### Task requirements
For every record below, repeat the text exactly and pass over any image.

Point-per-instance localization data
----------------

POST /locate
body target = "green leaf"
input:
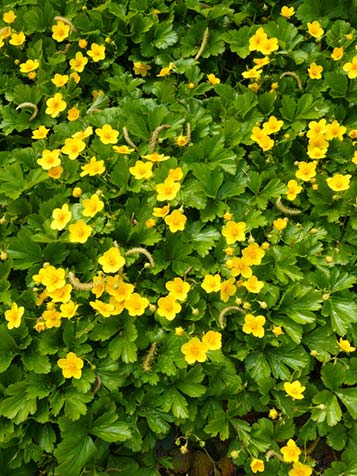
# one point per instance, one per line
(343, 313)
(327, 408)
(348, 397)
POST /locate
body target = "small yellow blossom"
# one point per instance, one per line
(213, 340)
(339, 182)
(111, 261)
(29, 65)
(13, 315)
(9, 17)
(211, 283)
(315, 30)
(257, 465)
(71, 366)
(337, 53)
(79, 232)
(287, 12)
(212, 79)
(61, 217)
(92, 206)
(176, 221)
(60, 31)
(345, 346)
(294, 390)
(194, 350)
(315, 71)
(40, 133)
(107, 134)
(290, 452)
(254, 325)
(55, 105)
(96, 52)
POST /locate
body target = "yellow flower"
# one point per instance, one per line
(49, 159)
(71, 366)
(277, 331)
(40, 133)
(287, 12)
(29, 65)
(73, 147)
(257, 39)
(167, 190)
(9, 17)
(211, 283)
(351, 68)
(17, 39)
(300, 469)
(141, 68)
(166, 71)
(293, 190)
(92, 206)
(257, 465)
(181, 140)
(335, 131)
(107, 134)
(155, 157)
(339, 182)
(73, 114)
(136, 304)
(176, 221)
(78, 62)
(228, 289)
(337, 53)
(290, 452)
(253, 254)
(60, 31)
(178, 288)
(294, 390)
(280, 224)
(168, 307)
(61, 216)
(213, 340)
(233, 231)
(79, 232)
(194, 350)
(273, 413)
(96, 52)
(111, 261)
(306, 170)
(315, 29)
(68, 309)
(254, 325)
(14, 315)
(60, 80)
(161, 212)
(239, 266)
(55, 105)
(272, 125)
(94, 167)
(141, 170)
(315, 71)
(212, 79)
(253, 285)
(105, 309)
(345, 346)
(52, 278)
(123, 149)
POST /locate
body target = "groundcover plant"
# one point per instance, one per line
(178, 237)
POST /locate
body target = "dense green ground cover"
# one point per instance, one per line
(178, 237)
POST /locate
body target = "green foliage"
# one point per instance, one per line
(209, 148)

----------------

### Result of the task
POST /locate
body target = "green leaf"
input:
# one point per instance, one per line
(343, 313)
(327, 408)
(348, 397)
POST /locate
body target = "small yellow blossom"
# one point per instance, one per line
(213, 340)
(339, 182)
(111, 261)
(29, 65)
(13, 315)
(9, 17)
(211, 283)
(315, 30)
(257, 465)
(71, 366)
(337, 53)
(79, 232)
(287, 12)
(212, 79)
(61, 217)
(92, 206)
(176, 221)
(60, 31)
(345, 346)
(294, 390)
(194, 350)
(315, 71)
(40, 133)
(107, 134)
(290, 452)
(254, 325)
(55, 105)
(96, 52)
POST /locate
body target = "yellow flower"
# one point per instance, one per line
(49, 159)
(71, 366)
(277, 331)
(40, 133)
(287, 12)
(29, 65)
(73, 147)
(257, 39)
(167, 190)
(9, 17)
(211, 283)
(351, 68)
(17, 39)
(300, 469)
(141, 68)
(166, 71)
(293, 190)
(92, 206)
(257, 465)
(181, 140)
(335, 131)
(107, 134)
(155, 157)
(339, 182)
(73, 114)
(136, 304)
(176, 221)
(78, 62)
(228, 289)
(337, 53)
(290, 452)
(253, 254)
(60, 31)
(178, 288)
(294, 390)
(280, 224)
(168, 307)
(61, 216)
(213, 340)
(233, 231)
(79, 232)
(194, 350)
(273, 413)
(96, 52)
(111, 261)
(306, 170)
(315, 29)
(68, 309)
(254, 325)
(14, 315)
(60, 80)
(161, 212)
(239, 266)
(55, 105)
(272, 125)
(94, 167)
(141, 170)
(315, 71)
(212, 79)
(253, 285)
(105, 309)
(345, 346)
(52, 278)
(123, 149)
POST /locate
body target = "groundcover plant"
# one point per instance, one per line
(178, 237)
POST /locate
body target = "dense green ground cover"
# one point per instance, one per line
(178, 237)
POST /locate
body target = "green foliage"
# one point per instance, one per line
(209, 148)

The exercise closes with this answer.